- _ARTÍCULO_
Carlos Perola Chandomí
Yo soy el perro negro, el que camina por las orillas, el que ve lo que nadie quiere ver y escucha lo que los discursos oficiales tapan con aplausos rentados. No vivo en palacios ni me invitan a ceremonias: vivo en la calle, donde las decisiones del poder se sienten antes que se leen en el Diario Oficial.
Y desde aquí afuera —donde el pueblo pisa tierra y no alfombra— puedo decirlo sin miedo: el peligro del que tanto hablan no viene caminando desde el horizonte… el peligro salió de adentro, nació en los pasillos del Estado y se pasea como si tuviera derecho de propiedad sobre el país.
Y antes de que vuelvan a decir que exageramos, ahí les va la verdad sin maquillaje, sin incienso y sin reverencias.
Hay discursos que alertan sobre un supuesto “peligro autoritario” que podría llegar si el pueblo no vota correctamente, como si el país estuviera a un paso de caer bajo un régimen duro y sin contrapesos. Pero hay un detalle que suele omitirse: todo aquello que se presenta como amenaza del futuro es exactamente lo que ya se instauró en el presente.
Se advierte del riesgo de un poder concentrado, de decisiones cerradas, de derechos debilitados y de contrapesos reducidos… pero eso no es una advertencia: es una descripción puntual del modelo jurídico que se construyó en los últimos años.
Los nostálgicos del autoritarismo no vienen de afuera. No están tocando la puerta. Están dentro del Estado, escribiendo reformas, aprobando decretos y blindando decisiones. Y mientras se invoca el fantasma de los viejos patriarcas, lo cierto es que el andamiaje para un poder sin frenos ya fue diseñado desde adentro, pieza por pieza, con precisión legislativa.
La democracia no es dádiva ni despensa. No es alimento ni dinero repartido como limosna electoral. La democracia es poder: el poder de decidir, el poder de intervenir y, sobre todo, el poder de detener los actos abusivos y arbitrarios de cualquier gobernante —sea de izquierda, de derecha o de esos ambidiestros que hoy pululan sin vergüenza por los pasillos del poder.

- _POR HACER_
- 1) Enumera los riesgos que el artículo menciona en la frase que empieza con "Se advierte del riesgo".
- 2) Imprime del artículo el fragmento que va desde "Y antes de que" hasta "los últimos años.".
- 3) Resume el artículo en dos oraciones.

Registros contenidos en un conjunto de datos:
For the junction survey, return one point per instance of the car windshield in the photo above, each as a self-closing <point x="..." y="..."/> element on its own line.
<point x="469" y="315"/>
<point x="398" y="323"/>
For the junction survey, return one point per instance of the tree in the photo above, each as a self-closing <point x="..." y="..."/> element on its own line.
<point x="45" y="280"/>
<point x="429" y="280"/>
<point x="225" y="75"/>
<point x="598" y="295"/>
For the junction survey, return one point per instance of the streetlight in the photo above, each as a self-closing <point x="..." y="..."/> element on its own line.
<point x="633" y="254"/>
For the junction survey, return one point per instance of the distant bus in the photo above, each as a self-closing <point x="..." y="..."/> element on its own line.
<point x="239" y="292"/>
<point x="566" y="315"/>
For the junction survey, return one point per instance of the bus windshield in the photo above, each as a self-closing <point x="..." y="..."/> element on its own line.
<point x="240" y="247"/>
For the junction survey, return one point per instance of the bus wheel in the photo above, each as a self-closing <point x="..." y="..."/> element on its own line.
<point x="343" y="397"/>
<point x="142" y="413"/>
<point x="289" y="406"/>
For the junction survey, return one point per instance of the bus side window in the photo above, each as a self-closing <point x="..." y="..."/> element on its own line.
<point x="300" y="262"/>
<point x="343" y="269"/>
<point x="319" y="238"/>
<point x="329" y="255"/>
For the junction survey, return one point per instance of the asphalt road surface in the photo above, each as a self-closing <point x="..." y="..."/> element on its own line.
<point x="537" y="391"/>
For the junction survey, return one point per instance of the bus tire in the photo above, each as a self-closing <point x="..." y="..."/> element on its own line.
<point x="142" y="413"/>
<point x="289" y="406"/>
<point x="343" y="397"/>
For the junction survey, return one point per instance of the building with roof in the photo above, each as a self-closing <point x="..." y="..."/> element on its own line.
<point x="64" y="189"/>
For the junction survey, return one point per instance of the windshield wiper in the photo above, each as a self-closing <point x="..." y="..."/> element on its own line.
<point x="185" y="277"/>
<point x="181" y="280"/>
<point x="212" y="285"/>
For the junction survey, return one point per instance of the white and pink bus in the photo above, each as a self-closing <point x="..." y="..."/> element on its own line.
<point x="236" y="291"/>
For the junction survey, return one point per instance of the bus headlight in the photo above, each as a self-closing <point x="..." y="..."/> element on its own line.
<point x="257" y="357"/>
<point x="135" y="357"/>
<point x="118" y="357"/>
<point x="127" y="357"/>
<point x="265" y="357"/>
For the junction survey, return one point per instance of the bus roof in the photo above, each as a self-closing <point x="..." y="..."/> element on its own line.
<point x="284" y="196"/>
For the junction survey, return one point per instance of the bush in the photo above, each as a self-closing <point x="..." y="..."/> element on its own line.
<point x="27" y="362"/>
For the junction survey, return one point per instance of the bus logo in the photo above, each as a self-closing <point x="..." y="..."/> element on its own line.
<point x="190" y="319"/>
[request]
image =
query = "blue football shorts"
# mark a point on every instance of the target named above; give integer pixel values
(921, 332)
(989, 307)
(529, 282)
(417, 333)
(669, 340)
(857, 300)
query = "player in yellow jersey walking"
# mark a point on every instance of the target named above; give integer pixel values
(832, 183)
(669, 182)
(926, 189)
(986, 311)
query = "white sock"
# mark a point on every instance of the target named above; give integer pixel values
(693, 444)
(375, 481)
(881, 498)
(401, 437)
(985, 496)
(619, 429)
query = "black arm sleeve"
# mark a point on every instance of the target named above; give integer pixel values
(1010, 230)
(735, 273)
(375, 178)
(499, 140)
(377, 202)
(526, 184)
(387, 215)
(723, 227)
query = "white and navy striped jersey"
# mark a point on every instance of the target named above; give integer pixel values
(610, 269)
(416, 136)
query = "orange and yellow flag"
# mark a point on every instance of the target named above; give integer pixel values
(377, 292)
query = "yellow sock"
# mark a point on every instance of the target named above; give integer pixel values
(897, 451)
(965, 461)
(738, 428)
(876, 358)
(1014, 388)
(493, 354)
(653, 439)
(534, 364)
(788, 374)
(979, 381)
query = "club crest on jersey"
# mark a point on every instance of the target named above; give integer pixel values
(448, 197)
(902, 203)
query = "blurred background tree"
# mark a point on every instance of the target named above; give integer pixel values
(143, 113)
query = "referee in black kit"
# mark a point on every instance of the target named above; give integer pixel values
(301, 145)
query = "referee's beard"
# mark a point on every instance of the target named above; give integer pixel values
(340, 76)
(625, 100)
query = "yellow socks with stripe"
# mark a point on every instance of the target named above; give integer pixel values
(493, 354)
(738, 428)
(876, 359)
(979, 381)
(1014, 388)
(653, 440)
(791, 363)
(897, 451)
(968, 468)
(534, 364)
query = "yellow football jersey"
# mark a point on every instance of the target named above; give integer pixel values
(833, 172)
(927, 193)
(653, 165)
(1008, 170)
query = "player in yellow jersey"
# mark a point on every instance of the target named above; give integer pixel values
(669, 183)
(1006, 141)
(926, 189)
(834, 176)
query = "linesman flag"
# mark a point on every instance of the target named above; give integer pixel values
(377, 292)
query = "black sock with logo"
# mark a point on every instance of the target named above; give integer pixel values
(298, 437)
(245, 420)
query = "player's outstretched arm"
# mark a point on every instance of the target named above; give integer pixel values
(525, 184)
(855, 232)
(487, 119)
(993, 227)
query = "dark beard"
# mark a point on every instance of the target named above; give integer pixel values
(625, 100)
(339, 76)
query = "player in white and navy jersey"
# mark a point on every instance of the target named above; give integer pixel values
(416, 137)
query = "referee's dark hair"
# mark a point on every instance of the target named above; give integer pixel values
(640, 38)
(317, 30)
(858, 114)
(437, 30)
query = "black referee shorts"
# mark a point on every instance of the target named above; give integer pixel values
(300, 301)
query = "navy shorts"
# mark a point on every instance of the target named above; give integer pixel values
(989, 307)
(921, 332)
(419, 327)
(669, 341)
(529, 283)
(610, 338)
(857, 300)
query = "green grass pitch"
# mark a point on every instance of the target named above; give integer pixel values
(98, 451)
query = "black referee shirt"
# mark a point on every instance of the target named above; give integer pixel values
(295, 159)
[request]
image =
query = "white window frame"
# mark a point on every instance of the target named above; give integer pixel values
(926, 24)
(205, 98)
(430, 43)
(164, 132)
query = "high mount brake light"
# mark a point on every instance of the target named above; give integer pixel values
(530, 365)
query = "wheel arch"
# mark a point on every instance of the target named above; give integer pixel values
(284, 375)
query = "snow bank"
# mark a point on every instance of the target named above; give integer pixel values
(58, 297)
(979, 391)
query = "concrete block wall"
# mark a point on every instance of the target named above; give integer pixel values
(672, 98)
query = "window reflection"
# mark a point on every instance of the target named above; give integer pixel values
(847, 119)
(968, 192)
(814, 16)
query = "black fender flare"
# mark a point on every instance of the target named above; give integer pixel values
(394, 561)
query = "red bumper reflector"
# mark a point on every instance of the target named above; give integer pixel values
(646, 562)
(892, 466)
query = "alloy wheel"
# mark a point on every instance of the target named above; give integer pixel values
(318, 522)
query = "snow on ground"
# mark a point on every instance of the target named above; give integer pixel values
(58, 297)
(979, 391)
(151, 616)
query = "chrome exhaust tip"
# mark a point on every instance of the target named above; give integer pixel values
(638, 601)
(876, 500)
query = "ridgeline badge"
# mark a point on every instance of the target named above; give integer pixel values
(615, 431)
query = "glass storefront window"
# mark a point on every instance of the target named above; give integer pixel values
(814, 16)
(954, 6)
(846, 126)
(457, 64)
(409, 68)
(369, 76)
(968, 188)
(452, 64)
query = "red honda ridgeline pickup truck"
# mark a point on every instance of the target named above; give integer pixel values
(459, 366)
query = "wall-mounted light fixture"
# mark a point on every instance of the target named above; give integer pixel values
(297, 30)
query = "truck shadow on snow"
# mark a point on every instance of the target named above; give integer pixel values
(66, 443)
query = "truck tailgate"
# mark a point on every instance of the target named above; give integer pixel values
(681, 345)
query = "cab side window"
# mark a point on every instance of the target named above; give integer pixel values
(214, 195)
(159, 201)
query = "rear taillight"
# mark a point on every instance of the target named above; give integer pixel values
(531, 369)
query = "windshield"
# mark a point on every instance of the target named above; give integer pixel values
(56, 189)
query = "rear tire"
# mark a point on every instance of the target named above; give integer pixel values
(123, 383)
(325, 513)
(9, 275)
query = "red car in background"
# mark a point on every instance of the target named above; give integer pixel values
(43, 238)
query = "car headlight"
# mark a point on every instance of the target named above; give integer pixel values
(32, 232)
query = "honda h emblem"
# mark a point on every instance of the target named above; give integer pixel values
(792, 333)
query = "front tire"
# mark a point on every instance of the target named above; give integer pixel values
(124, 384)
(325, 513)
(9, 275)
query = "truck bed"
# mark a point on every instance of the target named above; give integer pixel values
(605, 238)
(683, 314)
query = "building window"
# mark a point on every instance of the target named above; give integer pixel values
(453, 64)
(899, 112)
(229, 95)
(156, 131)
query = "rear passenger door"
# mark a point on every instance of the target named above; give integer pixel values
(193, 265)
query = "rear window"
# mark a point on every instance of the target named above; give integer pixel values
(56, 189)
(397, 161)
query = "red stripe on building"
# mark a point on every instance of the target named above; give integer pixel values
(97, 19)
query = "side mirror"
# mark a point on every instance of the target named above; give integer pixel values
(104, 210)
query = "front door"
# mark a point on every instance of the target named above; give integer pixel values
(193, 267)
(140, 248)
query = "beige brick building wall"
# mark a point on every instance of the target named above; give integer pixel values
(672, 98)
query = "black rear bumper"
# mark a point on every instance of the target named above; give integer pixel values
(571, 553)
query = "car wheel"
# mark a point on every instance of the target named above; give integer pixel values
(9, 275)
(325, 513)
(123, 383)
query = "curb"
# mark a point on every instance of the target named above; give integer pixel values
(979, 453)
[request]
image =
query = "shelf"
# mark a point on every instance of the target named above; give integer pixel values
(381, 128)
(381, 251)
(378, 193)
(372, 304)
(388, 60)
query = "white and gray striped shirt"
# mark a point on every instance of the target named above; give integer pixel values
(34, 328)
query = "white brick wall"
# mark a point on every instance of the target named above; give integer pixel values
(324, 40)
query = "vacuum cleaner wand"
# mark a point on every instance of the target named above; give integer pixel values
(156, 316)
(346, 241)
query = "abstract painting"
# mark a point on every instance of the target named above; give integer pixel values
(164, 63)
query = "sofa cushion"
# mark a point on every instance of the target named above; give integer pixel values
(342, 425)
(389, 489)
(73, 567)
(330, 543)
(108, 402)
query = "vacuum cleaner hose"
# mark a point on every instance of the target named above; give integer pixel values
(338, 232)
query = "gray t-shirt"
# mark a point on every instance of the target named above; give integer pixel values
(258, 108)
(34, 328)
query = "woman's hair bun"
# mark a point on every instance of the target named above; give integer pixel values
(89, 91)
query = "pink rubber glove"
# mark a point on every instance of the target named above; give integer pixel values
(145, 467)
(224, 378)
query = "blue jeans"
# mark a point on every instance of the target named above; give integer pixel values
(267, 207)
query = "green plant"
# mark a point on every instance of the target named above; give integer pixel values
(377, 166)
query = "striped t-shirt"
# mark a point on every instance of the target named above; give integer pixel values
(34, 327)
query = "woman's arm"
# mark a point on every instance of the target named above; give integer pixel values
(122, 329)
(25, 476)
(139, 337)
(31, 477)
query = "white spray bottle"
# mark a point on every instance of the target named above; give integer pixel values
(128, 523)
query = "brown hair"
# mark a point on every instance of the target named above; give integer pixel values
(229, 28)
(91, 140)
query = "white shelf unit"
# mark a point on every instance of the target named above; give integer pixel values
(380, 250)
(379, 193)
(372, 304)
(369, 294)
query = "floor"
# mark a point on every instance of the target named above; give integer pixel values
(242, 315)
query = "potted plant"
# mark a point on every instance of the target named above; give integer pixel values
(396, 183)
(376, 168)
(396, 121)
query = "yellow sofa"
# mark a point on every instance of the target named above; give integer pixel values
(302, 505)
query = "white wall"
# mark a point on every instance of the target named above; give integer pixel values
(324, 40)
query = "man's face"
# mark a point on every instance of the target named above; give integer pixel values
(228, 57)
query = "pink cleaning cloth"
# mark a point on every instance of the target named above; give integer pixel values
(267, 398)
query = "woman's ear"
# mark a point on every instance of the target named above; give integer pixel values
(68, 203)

- _RESPUESTAS COMPLETAS_
- 1)
- Un poder concentrado
- Decisiones cerradas
- Derechos debilitados
- Contrapesos reducidos

- 2)
Y antes de que vuelvan a decir que exageramos, ahí les va la verdad sin maquillaje, sin incienso y sin reverencias.
Hay discursos que alertan sobre un supuesto “peligro autoritario” que podría llegar si el pueblo no vota correctamente, como si el país estuviera a un paso de caer bajo un régimen duro y sin contrapesos. Pero hay un detalle que suele omitirse: todo aquello que se presenta como amenaza del futuro es exactamente lo que ya se instauró en el presente.
Se advierte del riesgo de un poder concentrado, de decisiones cerradas, de derechos debilitados y de contrapesos reducidos… pero eso no es una advertencia: es una descripción puntual del modelo jurídico que se construyó en los últimos años.

- 3) El artículo sostiene que el "peligro autoritario" del que alertan ciertos discursos no es una amenaza futura, sino algo ya instaurado desde dentro del Estado mediante reformas, decretos y decisiones blindadas. También afirma que la democracia no es dádiva ni limosna electoral, sino el poder de decidir, de intervenir y de detener los actos abusivos y arbitrarios de cualquier gobernante.